** What is needed **
In each of the entries below, substitute "in this image" for every occurrence of "in this photograph" and leave all other text unchanged.

** Entries supplied **
[start]
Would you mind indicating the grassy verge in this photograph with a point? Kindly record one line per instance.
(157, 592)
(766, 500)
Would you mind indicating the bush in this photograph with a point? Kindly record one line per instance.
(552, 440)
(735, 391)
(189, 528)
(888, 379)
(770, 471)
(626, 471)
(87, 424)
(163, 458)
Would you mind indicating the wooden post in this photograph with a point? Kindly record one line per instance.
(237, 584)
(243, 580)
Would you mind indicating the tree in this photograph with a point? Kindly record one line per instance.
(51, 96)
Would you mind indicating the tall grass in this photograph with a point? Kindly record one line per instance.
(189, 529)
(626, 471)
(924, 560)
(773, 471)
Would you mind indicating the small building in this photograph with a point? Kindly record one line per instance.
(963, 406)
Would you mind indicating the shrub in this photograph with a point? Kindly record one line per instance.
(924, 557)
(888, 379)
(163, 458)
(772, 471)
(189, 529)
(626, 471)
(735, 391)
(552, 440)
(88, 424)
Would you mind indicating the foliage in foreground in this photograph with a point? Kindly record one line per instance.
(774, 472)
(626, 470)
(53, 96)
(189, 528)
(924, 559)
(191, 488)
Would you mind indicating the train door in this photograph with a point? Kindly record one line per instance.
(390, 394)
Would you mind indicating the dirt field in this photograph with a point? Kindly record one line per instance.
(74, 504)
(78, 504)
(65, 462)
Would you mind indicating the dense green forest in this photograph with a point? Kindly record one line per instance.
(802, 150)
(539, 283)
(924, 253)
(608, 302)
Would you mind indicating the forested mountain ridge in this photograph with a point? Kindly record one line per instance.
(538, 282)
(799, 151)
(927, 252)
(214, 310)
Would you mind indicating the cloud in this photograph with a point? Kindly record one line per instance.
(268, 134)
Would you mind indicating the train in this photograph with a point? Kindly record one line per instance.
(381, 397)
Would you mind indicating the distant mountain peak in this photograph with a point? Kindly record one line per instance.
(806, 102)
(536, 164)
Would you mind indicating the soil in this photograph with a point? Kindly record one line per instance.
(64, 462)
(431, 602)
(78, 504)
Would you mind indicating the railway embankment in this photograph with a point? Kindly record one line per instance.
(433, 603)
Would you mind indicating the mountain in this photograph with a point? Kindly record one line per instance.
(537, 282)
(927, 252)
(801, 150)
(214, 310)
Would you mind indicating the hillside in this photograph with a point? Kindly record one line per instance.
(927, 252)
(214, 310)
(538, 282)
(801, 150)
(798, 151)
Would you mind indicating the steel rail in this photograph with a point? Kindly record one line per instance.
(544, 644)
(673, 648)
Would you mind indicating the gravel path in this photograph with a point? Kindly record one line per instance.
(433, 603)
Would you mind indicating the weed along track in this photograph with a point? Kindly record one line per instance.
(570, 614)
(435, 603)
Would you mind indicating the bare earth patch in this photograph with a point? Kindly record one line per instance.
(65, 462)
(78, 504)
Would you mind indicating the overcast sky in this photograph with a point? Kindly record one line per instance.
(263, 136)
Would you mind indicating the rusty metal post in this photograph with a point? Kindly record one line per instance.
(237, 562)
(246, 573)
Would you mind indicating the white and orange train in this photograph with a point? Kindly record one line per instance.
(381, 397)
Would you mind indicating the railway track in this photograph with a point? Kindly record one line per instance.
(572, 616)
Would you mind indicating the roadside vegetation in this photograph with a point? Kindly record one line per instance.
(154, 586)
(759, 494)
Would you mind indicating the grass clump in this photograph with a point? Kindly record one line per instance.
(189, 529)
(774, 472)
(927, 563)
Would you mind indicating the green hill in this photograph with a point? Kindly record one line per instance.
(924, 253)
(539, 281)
[end]
** Finished task **
Would you mind indicating the grassy verge in this image with a point? Kindly record one line per instance.
(157, 592)
(766, 500)
Would you mind indicating the bush in this image with a point? Kindly record one line per instance.
(552, 440)
(735, 391)
(189, 528)
(888, 379)
(770, 471)
(626, 471)
(87, 424)
(163, 458)
Would you mind indicating the wooden post in this image with a point? Kindly record one line per instance.
(237, 584)
(243, 580)
Would you mind indicating the tree in this image with a point? Kindly record one line per instance.
(51, 96)
Would you mind indicating the tall grass in this image with a point? Kindly record one line per instance.
(189, 529)
(626, 471)
(924, 560)
(773, 471)
Would you mind indicating the small building in this image with a point? Kindly record one line per instance.
(963, 406)
Would you mind indicating the shrub in this image with a point? Kindly record one line per instance.
(924, 557)
(888, 379)
(163, 458)
(772, 471)
(189, 529)
(626, 471)
(735, 391)
(552, 440)
(88, 424)
Would you mind indicating the foliage in foreground in this image with a point? Kindly record one line per instance.
(774, 472)
(626, 470)
(53, 96)
(189, 528)
(924, 559)
(191, 488)
Would you mind indicating the train door in this image with a point? Kindly record one line per instance.
(390, 394)
Would you mind indicating the dirt field in this image with a point? Kindly record one line per instance.
(74, 504)
(78, 504)
(65, 462)
Would you mind indicating the dense green forest in this image with a point? Kindly record one line per instance.
(802, 150)
(539, 283)
(924, 253)
(608, 302)
Would you mind indicating the forested mountain ridge in this image with a point? Kindly record one line per instance.
(538, 282)
(799, 151)
(927, 252)
(214, 310)
Would you mind indicating the cloud in this image with a point? Kindly record one line per instance.
(268, 134)
Would you mind indicating the train in this image with a point? Kindly record one line per instance.
(381, 397)
Would you mind indicating the distant mountain peak in this image with a point? Kindly record one line per instance.
(806, 102)
(536, 164)
Would you mind indicating the soil in this image with a point? Kindly record one line per instance.
(64, 462)
(431, 602)
(78, 504)
Would you mind indicating the railway embankment in this image with a point? Kindly record one line per instance.
(433, 603)
Would you mind indicating the mountain in this image with a point? Kindly record one line per instance.
(537, 282)
(927, 252)
(801, 150)
(214, 310)
Would you mind indicating the hillside in this image with a point? Kindly record one line per instance.
(927, 252)
(214, 310)
(538, 282)
(801, 150)
(798, 151)
Would you mind indicating the steel rail in this image with a point? Kindly record one line per instance.
(544, 644)
(673, 648)
Would you mind indicating the gravel path in this image with a point? Kindly record one line per instance.
(433, 603)
Would you mind indicating the weed along track in this image with a point? Kindly record one line per instance.
(570, 614)
(435, 603)
Would you mind indicating the bare earth patch in this image with a point? Kindly record one line per instance.
(65, 462)
(78, 504)
Would you mind indicating the overcast sky in this image with a point? Kindly record one line per instance.
(263, 136)
Would you mind indicating the rusty metal post in this image with a point? Kindly record one line per instance.
(237, 562)
(246, 573)
Would you mind indicating the white and orange train in this image with a point? Kindly record one line per instance.
(381, 397)
Would you mind indicating the railway track in this image with a point? Kindly record one line per instance.
(572, 616)
Would you mind indicating the roadside vegetation in this image with a point? Kindly record one line per instance.
(154, 586)
(759, 494)
Would you mind indicating the grass clump in this image with a point? Kindly record one line per instance.
(189, 529)
(774, 472)
(927, 563)
Would you mind indicating the green hill in this image with a point? Kindly record one line per instance.
(924, 253)
(539, 281)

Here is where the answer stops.